### TASK REQUIREMENTS
Output the data below in full, character for character.

### PROVIDED DATA
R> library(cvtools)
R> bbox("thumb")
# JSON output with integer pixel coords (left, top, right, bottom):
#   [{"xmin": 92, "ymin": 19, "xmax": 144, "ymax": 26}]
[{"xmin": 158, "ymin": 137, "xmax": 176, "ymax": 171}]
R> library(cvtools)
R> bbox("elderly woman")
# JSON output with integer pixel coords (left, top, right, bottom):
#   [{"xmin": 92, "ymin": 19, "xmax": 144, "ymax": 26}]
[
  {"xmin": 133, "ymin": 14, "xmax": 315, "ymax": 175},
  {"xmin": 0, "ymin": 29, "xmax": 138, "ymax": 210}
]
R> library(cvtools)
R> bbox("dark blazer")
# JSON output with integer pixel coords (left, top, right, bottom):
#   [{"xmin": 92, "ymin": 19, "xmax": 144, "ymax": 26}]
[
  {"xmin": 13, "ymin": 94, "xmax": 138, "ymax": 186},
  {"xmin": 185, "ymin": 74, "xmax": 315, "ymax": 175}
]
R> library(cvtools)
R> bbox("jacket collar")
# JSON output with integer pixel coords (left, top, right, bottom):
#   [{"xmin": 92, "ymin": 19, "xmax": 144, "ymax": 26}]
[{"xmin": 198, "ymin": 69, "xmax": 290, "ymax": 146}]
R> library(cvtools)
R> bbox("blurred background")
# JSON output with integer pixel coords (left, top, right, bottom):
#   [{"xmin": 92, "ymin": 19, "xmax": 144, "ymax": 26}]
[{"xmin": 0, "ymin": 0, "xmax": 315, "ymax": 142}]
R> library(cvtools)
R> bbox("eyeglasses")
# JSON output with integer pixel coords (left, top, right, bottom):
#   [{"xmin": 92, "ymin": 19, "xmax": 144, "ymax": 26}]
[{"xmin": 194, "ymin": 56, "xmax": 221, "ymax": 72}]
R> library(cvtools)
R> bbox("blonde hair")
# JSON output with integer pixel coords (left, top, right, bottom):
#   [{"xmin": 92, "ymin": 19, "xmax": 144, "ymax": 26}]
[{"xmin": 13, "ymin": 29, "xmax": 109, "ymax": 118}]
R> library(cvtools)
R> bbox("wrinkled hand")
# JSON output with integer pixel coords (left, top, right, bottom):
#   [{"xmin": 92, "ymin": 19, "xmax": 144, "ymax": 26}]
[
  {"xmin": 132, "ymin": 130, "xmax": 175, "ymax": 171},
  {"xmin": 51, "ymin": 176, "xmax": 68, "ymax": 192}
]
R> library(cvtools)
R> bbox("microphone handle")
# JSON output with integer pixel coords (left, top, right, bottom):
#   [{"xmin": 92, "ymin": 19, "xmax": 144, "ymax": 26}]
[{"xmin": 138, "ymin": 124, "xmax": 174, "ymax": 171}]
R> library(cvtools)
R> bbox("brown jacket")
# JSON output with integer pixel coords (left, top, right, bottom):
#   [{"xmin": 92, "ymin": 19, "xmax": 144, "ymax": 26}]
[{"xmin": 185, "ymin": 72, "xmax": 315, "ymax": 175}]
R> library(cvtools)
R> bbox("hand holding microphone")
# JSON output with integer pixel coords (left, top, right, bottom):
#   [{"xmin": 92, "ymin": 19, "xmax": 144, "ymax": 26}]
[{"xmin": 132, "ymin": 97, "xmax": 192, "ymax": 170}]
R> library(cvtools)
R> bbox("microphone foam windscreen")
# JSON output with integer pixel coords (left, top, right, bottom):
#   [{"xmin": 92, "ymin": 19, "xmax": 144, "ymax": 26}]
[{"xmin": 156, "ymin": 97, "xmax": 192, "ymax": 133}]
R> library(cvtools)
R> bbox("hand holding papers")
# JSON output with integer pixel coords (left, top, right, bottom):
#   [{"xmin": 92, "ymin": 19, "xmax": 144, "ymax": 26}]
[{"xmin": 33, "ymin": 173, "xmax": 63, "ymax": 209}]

### RESULT BELOW
R> library(cvtools)
R> bbox("thumb")
# JSON output with integer pixel coords (left, top, right, bottom):
#   [{"xmin": 92, "ymin": 19, "xmax": 144, "ymax": 26}]
[{"xmin": 158, "ymin": 137, "xmax": 176, "ymax": 171}]
R> library(cvtools)
R> bbox("elderly woman")
# JSON output with integer pixel coords (left, top, right, bottom):
#   [{"xmin": 92, "ymin": 19, "xmax": 144, "ymax": 26}]
[
  {"xmin": 133, "ymin": 14, "xmax": 315, "ymax": 175},
  {"xmin": 0, "ymin": 29, "xmax": 138, "ymax": 210}
]
R> library(cvtools)
R> bbox("dark blazer")
# JSON output with integer pixel coords (left, top, right, bottom):
#   [{"xmin": 92, "ymin": 19, "xmax": 144, "ymax": 26}]
[
  {"xmin": 13, "ymin": 94, "xmax": 138, "ymax": 186},
  {"xmin": 185, "ymin": 74, "xmax": 315, "ymax": 175}
]
R> library(cvtools)
R> bbox("jacket collar")
# JSON output with integer pixel coords (left, top, right, bottom):
#   [{"xmin": 92, "ymin": 19, "xmax": 144, "ymax": 26}]
[{"xmin": 198, "ymin": 69, "xmax": 290, "ymax": 146}]
R> library(cvtools)
R> bbox("blurred background")
# JSON output with integer pixel coords (left, top, right, bottom):
#   [{"xmin": 92, "ymin": 19, "xmax": 144, "ymax": 26}]
[{"xmin": 0, "ymin": 0, "xmax": 315, "ymax": 142}]
R> library(cvtools)
R> bbox("eyeglasses")
# JSON output with integer pixel coords (left, top, right, bottom):
#   [{"xmin": 92, "ymin": 19, "xmax": 144, "ymax": 26}]
[{"xmin": 194, "ymin": 56, "xmax": 221, "ymax": 72}]
R> library(cvtools)
R> bbox("blonde hair")
# JSON output with integer pixel coords (left, top, right, bottom):
#   [{"xmin": 92, "ymin": 19, "xmax": 144, "ymax": 26}]
[{"xmin": 13, "ymin": 29, "xmax": 109, "ymax": 118}]
R> library(cvtools)
R> bbox("wrinkled hand")
# JSON output with integer pixel coords (left, top, right, bottom):
#   [{"xmin": 92, "ymin": 19, "xmax": 144, "ymax": 26}]
[
  {"xmin": 132, "ymin": 130, "xmax": 175, "ymax": 171},
  {"xmin": 51, "ymin": 176, "xmax": 68, "ymax": 192}
]
R> library(cvtools)
R> bbox("microphone handle")
# JSON output with integer pixel coords (left, top, right, bottom):
#   [{"xmin": 92, "ymin": 19, "xmax": 144, "ymax": 26}]
[{"xmin": 138, "ymin": 124, "xmax": 174, "ymax": 171}]
R> library(cvtools)
R> bbox("brown jacket")
# JSON output with integer pixel coords (left, top, right, bottom):
#   [{"xmin": 92, "ymin": 19, "xmax": 144, "ymax": 26}]
[{"xmin": 185, "ymin": 72, "xmax": 315, "ymax": 175}]
R> library(cvtools)
R> bbox("hand holding microphone")
# JSON output with integer pixel coords (left, top, right, bottom):
#   [{"xmin": 92, "ymin": 19, "xmax": 144, "ymax": 26}]
[{"xmin": 132, "ymin": 97, "xmax": 192, "ymax": 170}]
R> library(cvtools)
R> bbox("microphone foam windscreen")
# JSON output with integer pixel coords (left, top, right, bottom):
#   [{"xmin": 92, "ymin": 19, "xmax": 144, "ymax": 26}]
[{"xmin": 156, "ymin": 97, "xmax": 192, "ymax": 133}]
R> library(cvtools)
R> bbox("hand holding papers")
# JSON output with integer pixel coords (left, top, right, bottom):
#   [{"xmin": 92, "ymin": 19, "xmax": 144, "ymax": 26}]
[{"xmin": 33, "ymin": 173, "xmax": 63, "ymax": 209}]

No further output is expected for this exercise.